• [Short exercise]
Arrange the material as a numbered list, covering everything from the line containing "<item>gable roof</item> ->" down to the line containing "60), (302, 48)]", with both of those lines included and blank lines left out.

****

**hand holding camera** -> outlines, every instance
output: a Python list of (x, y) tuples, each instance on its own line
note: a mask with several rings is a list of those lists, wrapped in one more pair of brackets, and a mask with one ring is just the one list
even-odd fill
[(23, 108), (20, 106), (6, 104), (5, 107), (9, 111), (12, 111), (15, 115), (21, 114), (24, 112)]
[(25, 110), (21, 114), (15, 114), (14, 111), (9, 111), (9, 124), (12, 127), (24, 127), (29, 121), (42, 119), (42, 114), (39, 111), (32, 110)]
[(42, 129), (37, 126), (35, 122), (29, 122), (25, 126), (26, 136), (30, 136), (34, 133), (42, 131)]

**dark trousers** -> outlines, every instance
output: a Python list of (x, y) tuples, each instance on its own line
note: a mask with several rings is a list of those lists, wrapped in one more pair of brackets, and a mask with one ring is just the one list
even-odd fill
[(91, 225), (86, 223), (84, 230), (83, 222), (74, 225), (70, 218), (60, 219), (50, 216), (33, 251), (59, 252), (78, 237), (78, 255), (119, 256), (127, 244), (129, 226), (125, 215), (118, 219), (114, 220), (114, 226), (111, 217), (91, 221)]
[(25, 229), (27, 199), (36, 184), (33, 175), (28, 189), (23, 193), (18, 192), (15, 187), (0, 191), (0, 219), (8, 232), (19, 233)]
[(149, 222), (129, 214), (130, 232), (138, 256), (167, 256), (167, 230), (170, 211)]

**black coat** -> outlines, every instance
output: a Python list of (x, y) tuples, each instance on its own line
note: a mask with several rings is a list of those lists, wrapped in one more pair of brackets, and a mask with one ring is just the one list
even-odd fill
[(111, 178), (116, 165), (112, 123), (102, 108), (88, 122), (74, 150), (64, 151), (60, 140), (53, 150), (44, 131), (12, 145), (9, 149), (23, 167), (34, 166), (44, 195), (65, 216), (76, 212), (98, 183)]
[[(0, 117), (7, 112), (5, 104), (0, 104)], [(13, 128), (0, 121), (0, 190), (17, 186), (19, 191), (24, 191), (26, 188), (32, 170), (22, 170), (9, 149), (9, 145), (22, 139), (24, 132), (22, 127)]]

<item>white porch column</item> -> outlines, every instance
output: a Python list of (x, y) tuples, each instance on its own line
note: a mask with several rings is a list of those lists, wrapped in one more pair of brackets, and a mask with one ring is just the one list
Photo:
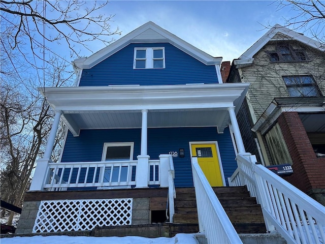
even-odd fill
[(142, 124), (141, 126), (141, 147), (140, 155), (138, 156), (136, 181), (137, 188), (148, 187), (149, 180), (149, 160), (148, 154), (148, 109), (143, 109), (142, 113)]
[(142, 124), (141, 126), (141, 148), (142, 156), (147, 155), (148, 147), (148, 109), (143, 109), (142, 113)]
[(235, 134), (235, 139), (236, 139), (236, 143), (237, 145), (238, 153), (245, 153), (245, 147), (244, 146), (244, 143), (243, 142), (243, 138), (242, 138), (242, 136), (240, 134), (240, 131), (239, 130), (239, 127), (238, 126), (237, 119), (236, 117), (235, 107), (229, 107), (228, 111), (230, 115), (230, 120), (232, 122), (232, 125), (233, 126), (233, 130), (234, 131), (234, 134)]
[(57, 131), (57, 128), (59, 126), (59, 123), (60, 122), (60, 116), (62, 114), (62, 112), (60, 111), (55, 111), (55, 116), (54, 116), (54, 120), (53, 121), (52, 125), (52, 128), (51, 128), (51, 131), (50, 132), (50, 136), (46, 144), (46, 148), (45, 148), (45, 151), (44, 151), (44, 156), (43, 158), (44, 159), (48, 159), (50, 160), (51, 159), (51, 155), (53, 151), (53, 146), (54, 144), (54, 141), (55, 141), (55, 136), (56, 136), (56, 132)]
[(44, 191), (43, 185), (44, 181), (48, 179), (49, 172), (47, 171), (48, 163), (51, 160), (51, 155), (53, 151), (53, 146), (54, 144), (56, 132), (60, 121), (60, 116), (62, 114), (60, 111), (55, 111), (54, 120), (51, 128), (50, 136), (47, 141), (46, 148), (44, 152), (43, 159), (37, 161), (35, 172), (32, 177), (32, 180), (29, 187), (29, 191)]
[(159, 156), (160, 160), (160, 187), (168, 187), (168, 172), (170, 170), (171, 167), (169, 163), (169, 157), (171, 157), (169, 154), (160, 154)]

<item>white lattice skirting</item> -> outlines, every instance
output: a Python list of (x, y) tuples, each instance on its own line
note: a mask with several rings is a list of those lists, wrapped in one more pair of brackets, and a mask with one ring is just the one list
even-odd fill
[(131, 225), (132, 198), (41, 201), (33, 233)]

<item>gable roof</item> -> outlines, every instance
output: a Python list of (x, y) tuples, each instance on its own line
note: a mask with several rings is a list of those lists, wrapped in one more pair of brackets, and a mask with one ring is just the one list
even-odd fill
[(234, 61), (236, 68), (247, 66), (251, 64), (254, 60), (253, 56), (278, 33), (282, 33), (292, 40), (298, 41), (314, 48), (320, 50), (324, 49), (324, 47), (320, 42), (276, 24), (243, 53), (238, 59)]
[(168, 42), (207, 65), (220, 65), (222, 57), (213, 57), (151, 21), (136, 28), (88, 57), (73, 62), (75, 69), (90, 69), (130, 43)]

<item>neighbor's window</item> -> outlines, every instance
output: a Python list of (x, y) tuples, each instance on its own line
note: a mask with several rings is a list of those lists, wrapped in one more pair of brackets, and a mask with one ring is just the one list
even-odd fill
[(135, 48), (133, 68), (165, 68), (165, 48)]
[(282, 76), (290, 97), (318, 97), (317, 84), (310, 75)]
[(294, 49), (287, 44), (278, 45), (276, 50), (267, 52), (270, 61), (277, 62), (304, 62), (309, 60), (302, 48)]

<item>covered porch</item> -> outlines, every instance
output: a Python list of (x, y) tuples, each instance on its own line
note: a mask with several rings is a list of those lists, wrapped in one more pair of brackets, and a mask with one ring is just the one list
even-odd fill
[[(235, 150), (244, 152), (235, 110), (248, 87), (247, 84), (198, 84), (40, 88), (55, 116), (30, 191), (168, 187), (169, 171), (174, 169), (169, 154), (175, 152), (162, 151), (157, 158), (150, 158), (148, 128), (215, 127), (222, 133), (231, 124)], [(137, 160), (131, 157), (122, 161), (103, 158), (100, 161), (51, 162), (60, 119), (75, 137), (83, 130), (139, 128)]]

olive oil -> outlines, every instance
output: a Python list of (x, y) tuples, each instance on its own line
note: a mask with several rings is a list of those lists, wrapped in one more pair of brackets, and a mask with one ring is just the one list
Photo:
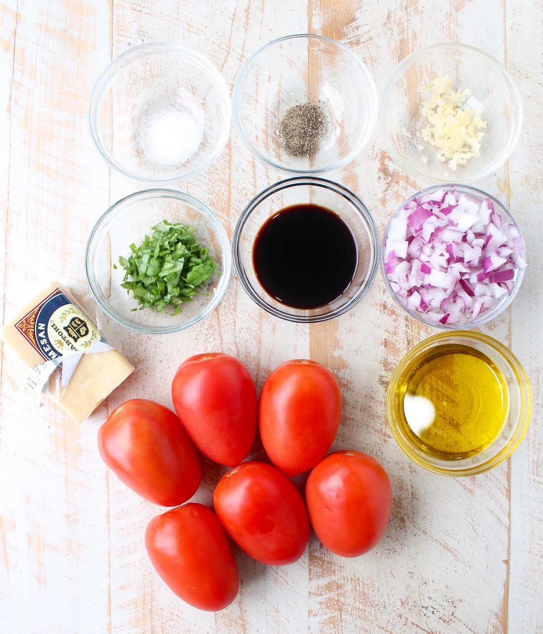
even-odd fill
[(428, 455), (475, 455), (499, 436), (509, 408), (506, 381), (480, 351), (445, 344), (417, 357), (398, 383), (398, 418)]

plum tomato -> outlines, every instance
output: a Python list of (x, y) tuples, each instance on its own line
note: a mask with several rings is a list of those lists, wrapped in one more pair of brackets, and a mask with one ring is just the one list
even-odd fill
[(309, 471), (329, 450), (342, 417), (340, 386), (314, 361), (295, 359), (270, 374), (259, 401), (259, 428), (271, 462), (289, 477)]
[(219, 480), (215, 510), (234, 541), (257, 561), (297, 561), (309, 539), (309, 519), (295, 484), (271, 465), (243, 462)]
[(196, 447), (177, 416), (146, 399), (119, 405), (98, 430), (98, 451), (119, 480), (163, 507), (191, 498), (201, 477)]
[(189, 502), (153, 517), (145, 547), (157, 572), (186, 603), (216, 612), (236, 598), (240, 575), (232, 546), (207, 507)]
[(357, 557), (377, 545), (390, 518), (390, 481), (374, 458), (334, 451), (309, 474), (305, 502), (315, 534), (342, 557)]
[(255, 384), (243, 364), (222, 353), (189, 357), (172, 383), (172, 401), (193, 442), (210, 460), (235, 467), (257, 428)]

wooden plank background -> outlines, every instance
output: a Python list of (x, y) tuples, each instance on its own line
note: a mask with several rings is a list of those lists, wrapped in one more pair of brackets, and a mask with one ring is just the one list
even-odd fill
[[(401, 356), (433, 332), (407, 319), (380, 275), (366, 297), (333, 321), (307, 326), (264, 313), (233, 276), (217, 309), (190, 333), (112, 331), (137, 372), (80, 426), (54, 406), (35, 410), (1, 354), (0, 632), (533, 634), (543, 631), (541, 368), (543, 3), (537, 0), (4, 0), (0, 4), (0, 315), (36, 283), (60, 279), (87, 294), (83, 256), (98, 217), (144, 188), (110, 171), (94, 149), (86, 109), (105, 65), (127, 48), (171, 41), (193, 47), (231, 89), (243, 63), (278, 37), (312, 32), (343, 42), (380, 89), (406, 55), (462, 41), (506, 63), (525, 122), (508, 164), (476, 184), (509, 206), (524, 230), (529, 268), (520, 292), (481, 330), (508, 345), (532, 384), (532, 424), (513, 456), (492, 471), (446, 478), (412, 465), (388, 429), (384, 401)], [(257, 162), (233, 125), (203, 174), (178, 188), (200, 198), (231, 236), (246, 203), (281, 178)], [(364, 201), (382, 234), (396, 207), (425, 183), (386, 153), (378, 130), (330, 175)], [(314, 536), (297, 563), (255, 563), (239, 549), (238, 597), (217, 614), (179, 600), (158, 578), (143, 541), (157, 508), (104, 467), (96, 432), (136, 395), (170, 406), (177, 365), (222, 350), (257, 388), (274, 367), (310, 357), (336, 373), (344, 395), (335, 448), (374, 456), (388, 472), (393, 512), (378, 547), (355, 559)], [(222, 471), (208, 464), (195, 500), (210, 503)]]

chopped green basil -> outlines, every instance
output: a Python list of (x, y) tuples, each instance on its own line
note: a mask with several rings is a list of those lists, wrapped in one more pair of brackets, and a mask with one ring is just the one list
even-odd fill
[(119, 257), (125, 271), (121, 286), (137, 301), (139, 307), (133, 310), (150, 308), (165, 314), (170, 306), (169, 312), (177, 314), (183, 302), (201, 292), (217, 265), (188, 224), (163, 220), (151, 228), (153, 235), (146, 235), (140, 246), (130, 245), (128, 258)]

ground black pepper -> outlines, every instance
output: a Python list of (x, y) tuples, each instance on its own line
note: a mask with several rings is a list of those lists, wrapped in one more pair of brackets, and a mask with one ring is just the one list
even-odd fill
[(319, 141), (324, 132), (323, 108), (308, 101), (289, 108), (276, 134), (287, 154), (311, 157), (319, 148)]

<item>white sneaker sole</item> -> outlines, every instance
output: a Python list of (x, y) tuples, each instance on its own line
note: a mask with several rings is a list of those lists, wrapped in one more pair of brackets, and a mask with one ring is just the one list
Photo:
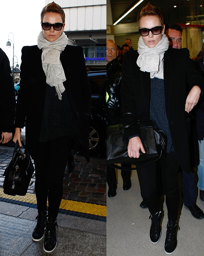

****

• [Exercise output]
1. <item>gable roof</item> -> outlines, every instance
2. output: a Python list of (x, y) tuples, each instance on its own line
3. note: a mask with several rings is a list of those lists, wrapped in one more pair of brackets, and a mask with one ring is just the one list
4. even-odd fill
5. [(234, 61), (236, 68), (247, 66), (251, 64), (254, 60), (253, 56), (278, 33), (282, 33), (292, 40), (298, 41), (314, 48), (320, 50), (324, 49), (324, 47), (320, 42), (276, 24), (243, 53), (238, 59)]
6. [(168, 42), (207, 65), (220, 65), (222, 57), (213, 57), (151, 21), (136, 28), (88, 57), (73, 62), (75, 69), (90, 69), (130, 43)]
7. <item>neighbor's window</item> -> outlines, every instance
8. output: a Python list of (x, y) tuples, each instance on its own line
9. note: a mask with several rings is a list of those lists, wrapped in one more pair of brackets, and a mask with one ring is just the one list
10. even-odd fill
11. [(135, 48), (133, 68), (165, 68), (165, 48)]
12. [(282, 76), (290, 97), (318, 97), (317, 84), (310, 75)]
13. [(294, 49), (287, 44), (278, 45), (276, 50), (267, 52), (270, 61), (277, 62), (304, 62), (309, 60), (302, 48)]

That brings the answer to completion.